=== SELECTION ===
☆ ☆ ☆ ☆
I visited this place on Saturday. I spent about 4 hours there, but a good hour and a bit was sitting around waiting for various animal encounters as part of the package we purchased.
I try to be very careful to judge every zoo on its merits. Not all of them are going to be capable of matching it with Melbourne or Taronga. In this case, I went to Bali Zoo fully prepared for an 'Indonesian zoo' experience with some things that would upset me, coming from a rich country which has perhaps moved past some of the prevailing attitudes in Indonesia. I left with a different angle on those things, which I'll explain below.
First impressions are good. A fine entrance, a genuinely beautiful looking restaurant (though later we saw the lunch included in many packages, and we were glad we declined. Food poisoning on a plane would suck). The surrounding landscape would win design awards in a US zoo for its plausible 'rainforest' look complete with Hindu temple across a small river (there are thousands of temples in Bali, including in most family properties, and this probably belonged to a family in the village).
We got the 'Short Trek Safari' at $US60 each, and that included a 15 minute elephant ride, feeding the elephant, the animal encounters session and the zoo admission itself. Most people who were present were doing either this or an even more expensive up-sold package. The average tourist to this place would be worth over $50 to the zoo, at a guess.
The elephant ride was an enjoyable experience that will not be repeated in Australia anytime soon, I suspect. It starts in a manicured area in which the elephants walk on bricks around a large Hindu altar, with birds including eclectus, grey parrots, a sun conure and a chattering lory perched in small trees. They obviously were unable to fly. We saw some (not all) of the back of house elephant facilities as well, later in the walk. I could be wrong, but it looks like the elephants are chained in the open air on concrete overnight. All six elephants (including a youngish looking bull, I think) were working constantly whilst we were there. I fear that the eles tend to be either working or are chained up, and don't have the opportunity for free interactions as a herd. I hope I'm wrong.
The majority of visitors, I think, have an elephant ride and many of them are longer 30 minute rides or even longer treks into the surrounding village. Incidentally, even the 15 minute ride crosses a public road which bisects the zoo, requiring a security guard to control traffic at the crossing point all day!
☆ ☆ ☆ ☆
=== WHAT IS NEEDED ===
Which birds does the Bali Zoo review above name as perched in small trees around the elephant ride area? List all of them.

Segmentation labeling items
☆ ☆ ☆ ☆
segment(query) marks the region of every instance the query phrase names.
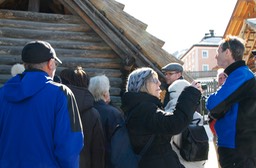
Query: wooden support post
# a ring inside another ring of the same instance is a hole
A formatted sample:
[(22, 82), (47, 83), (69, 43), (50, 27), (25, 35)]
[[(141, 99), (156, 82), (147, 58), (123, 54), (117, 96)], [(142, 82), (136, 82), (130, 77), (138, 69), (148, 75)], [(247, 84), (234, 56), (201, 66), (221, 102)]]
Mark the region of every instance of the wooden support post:
[(40, 0), (29, 0), (28, 11), (39, 12), (40, 10)]

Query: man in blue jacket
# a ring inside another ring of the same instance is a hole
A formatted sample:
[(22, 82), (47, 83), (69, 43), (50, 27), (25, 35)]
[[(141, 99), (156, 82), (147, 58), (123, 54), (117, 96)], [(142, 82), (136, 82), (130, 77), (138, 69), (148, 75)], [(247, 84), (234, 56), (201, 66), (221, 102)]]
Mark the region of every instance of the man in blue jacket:
[(45, 41), (29, 42), (21, 56), (26, 70), (0, 88), (0, 167), (78, 167), (83, 133), (76, 100), (52, 80), (61, 61)]
[(217, 134), (222, 168), (256, 167), (256, 81), (242, 60), (244, 41), (235, 36), (223, 39), (217, 50), (217, 64), (227, 79), (207, 100)]

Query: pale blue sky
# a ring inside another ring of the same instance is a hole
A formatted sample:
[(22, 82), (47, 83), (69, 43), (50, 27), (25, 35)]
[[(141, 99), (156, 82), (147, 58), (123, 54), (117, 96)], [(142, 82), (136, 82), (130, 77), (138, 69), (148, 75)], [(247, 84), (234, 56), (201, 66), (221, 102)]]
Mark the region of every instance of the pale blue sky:
[(148, 25), (169, 53), (190, 48), (210, 29), (216, 36), (226, 30), (237, 0), (117, 0), (124, 11)]

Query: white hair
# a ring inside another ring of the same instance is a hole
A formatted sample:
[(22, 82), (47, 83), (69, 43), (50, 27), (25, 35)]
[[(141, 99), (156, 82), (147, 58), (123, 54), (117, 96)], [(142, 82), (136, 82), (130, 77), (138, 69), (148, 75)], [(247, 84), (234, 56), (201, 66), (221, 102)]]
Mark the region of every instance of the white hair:
[(109, 92), (110, 83), (106, 75), (94, 76), (90, 79), (88, 90), (92, 93), (94, 100), (104, 100), (104, 94)]

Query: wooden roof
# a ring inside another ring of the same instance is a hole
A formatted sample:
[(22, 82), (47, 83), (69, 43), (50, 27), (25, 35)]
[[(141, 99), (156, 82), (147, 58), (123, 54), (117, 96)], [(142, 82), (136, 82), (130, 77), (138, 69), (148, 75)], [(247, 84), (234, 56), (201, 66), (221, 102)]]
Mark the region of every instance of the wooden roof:
[[(10, 6), (17, 6), (25, 1), (29, 9), (24, 7), (24, 10), (39, 10), (36, 3), (39, 4), (40, 0), (0, 0), (0, 5), (10, 3)], [(64, 10), (81, 17), (122, 58), (124, 66), (149, 66), (157, 71), (160, 77), (164, 77), (161, 67), (170, 62), (183, 64), (181, 60), (162, 49), (164, 41), (148, 33), (145, 23), (124, 12), (125, 6), (115, 0), (41, 0), (40, 5), (42, 3), (50, 6), (55, 13)], [(64, 6), (64, 9), (60, 8), (59, 4)], [(184, 77), (192, 80), (186, 73)]]
[[(73, 14), (91, 23), (93, 29), (129, 64), (149, 66), (160, 75), (161, 67), (170, 62), (183, 62), (162, 49), (164, 42), (146, 31), (147, 25), (128, 13), (115, 0), (60, 1)], [(132, 59), (131, 59), (132, 58)], [(184, 77), (191, 80), (186, 73)]]
[(256, 72), (252, 50), (256, 49), (256, 29), (254, 20), (256, 18), (256, 0), (237, 0), (232, 16), (223, 35), (239, 36), (245, 40), (244, 60), (249, 68)]

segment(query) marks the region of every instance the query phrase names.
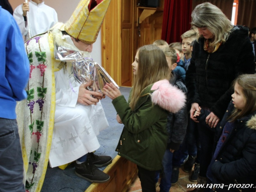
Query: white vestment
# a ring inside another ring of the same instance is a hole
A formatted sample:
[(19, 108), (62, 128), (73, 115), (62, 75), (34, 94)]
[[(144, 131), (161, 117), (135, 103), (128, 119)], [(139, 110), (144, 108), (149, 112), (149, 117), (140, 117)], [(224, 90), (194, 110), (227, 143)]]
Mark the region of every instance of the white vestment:
[[(30, 37), (45, 33), (58, 22), (57, 13), (54, 9), (45, 5), (44, 2), (37, 4), (30, 1), (29, 5), (29, 11), (28, 13)], [(28, 28), (23, 17), (22, 6), (19, 5), (14, 10), (13, 17), (26, 40), (29, 39)]]
[(77, 103), (80, 84), (70, 73), (65, 67), (54, 72), (56, 107), (49, 157), (52, 167), (98, 149), (96, 136), (109, 126), (100, 102), (89, 106)]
☆ ☆ ☆ ☆
=== SOLUTION ===
Eclectus, grey parrots, a sun conure, and a chattering lory.